Reproduce exactly the lines from the one containing "Exercise. Mark the player's hand" through the last line of the data, both ends included.

--- BEGIN PROVIDED MATERIAL ---

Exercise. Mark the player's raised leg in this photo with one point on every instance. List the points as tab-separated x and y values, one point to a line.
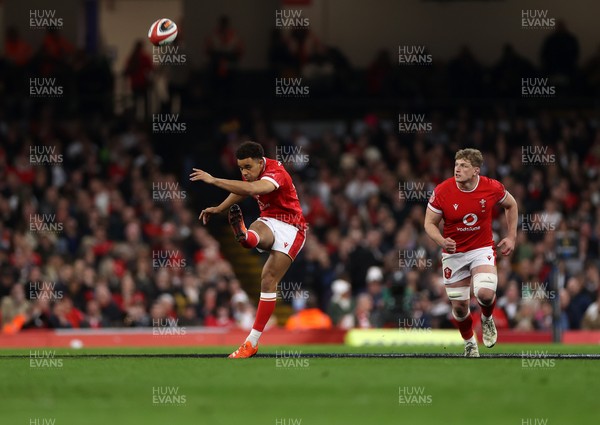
459	294
485	281
275	268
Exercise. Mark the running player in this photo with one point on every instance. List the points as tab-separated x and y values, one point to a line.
465	203
280	229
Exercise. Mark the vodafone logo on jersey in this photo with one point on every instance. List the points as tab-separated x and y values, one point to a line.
470	219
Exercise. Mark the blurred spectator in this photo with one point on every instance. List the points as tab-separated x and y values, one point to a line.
560	53
341	305
93	316
363	311
508	72
580	301
382	299
224	49
14	309
380	75
138	70
591	318
465	75
309	318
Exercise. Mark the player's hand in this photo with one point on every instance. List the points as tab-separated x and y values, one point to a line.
202	176
507	246
206	213
449	245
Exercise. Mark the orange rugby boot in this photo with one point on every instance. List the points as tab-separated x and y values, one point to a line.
245	351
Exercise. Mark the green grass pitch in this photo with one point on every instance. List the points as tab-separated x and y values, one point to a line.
290	390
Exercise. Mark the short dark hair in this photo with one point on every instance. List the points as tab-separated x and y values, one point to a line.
250	150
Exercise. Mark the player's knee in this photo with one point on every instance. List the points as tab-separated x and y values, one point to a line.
268	283
484	287
460	311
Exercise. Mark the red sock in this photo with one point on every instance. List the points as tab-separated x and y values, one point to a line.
251	240
465	326
266	306
487	310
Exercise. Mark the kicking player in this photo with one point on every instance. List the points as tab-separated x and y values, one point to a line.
280	229
465	203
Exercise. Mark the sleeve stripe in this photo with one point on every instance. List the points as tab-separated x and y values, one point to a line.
504	197
435	210
270	180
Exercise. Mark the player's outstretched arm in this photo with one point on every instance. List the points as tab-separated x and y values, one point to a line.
511	210
243	188
432	228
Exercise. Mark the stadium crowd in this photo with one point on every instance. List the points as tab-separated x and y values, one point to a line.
95	233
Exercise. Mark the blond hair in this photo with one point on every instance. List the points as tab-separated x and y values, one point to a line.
474	156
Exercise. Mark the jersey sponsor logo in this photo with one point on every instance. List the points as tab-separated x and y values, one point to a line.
470	219
447	272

--- END PROVIDED MATERIAL ---

WORKED SOLUTION:
Exercise. Mark the player's hand in this photo with one point on every instance. List the points as tab-separated x and y values, one point to a line.
202	176
507	246
206	213
449	245
Exercise. Mark the orange rugby boot in this photo with one point on every instance. List the points as tab-separated x and y values, one point to a line.
245	351
Exercise. Mark the green grass pitch in this photo with one point on every instance. List the points as tab-separated x and y values, one point to a line.
290	390
Exercise. Mark the short dark hair in this photo with one point on every instance. List the points as tab-separated x and y values, one point to a line.
250	150
Exercise. Mark the player's knee in this photo with one point on every instance. List the points as tab-separated x and y values, one point to a line.
268	283
484	287
460	311
Exercise. Mark the red sock in this photo with one point on every instance. List the points as tab-separated x and y values, one point to a line.
251	240
465	326
266	306
487	310
Exercise. Mark the kicking player in this photo with one point on every instance. List the points as tab-separated x and y values, one point to a line.
280	229
465	203
Exercise. Mark the sleeve stripe in this photo with one point on every instance. List the points as tab-separated x and y values, one point to a line.
504	197
435	210
270	180
Exercise. Mark the player's outstretched arm in this photo with one point on every instance. List the points as tab-separated x and y values, one point to a line.
511	210
243	188
432	228
Exercise. Mark the stadium crowd in this photo with one point on every instance. List the points as tab-separated x and y values, one point to a line.
95	233
Exercise. Mark the blond hair in this photo with one point on every instance. List the points as tab-separated x and y values, one point to a line.
474	156
Exercise. Mark the jersey sponsor logo in this photo with one point on every instance. List the points as tab-separated x and y values, one point to a line.
470	219
447	272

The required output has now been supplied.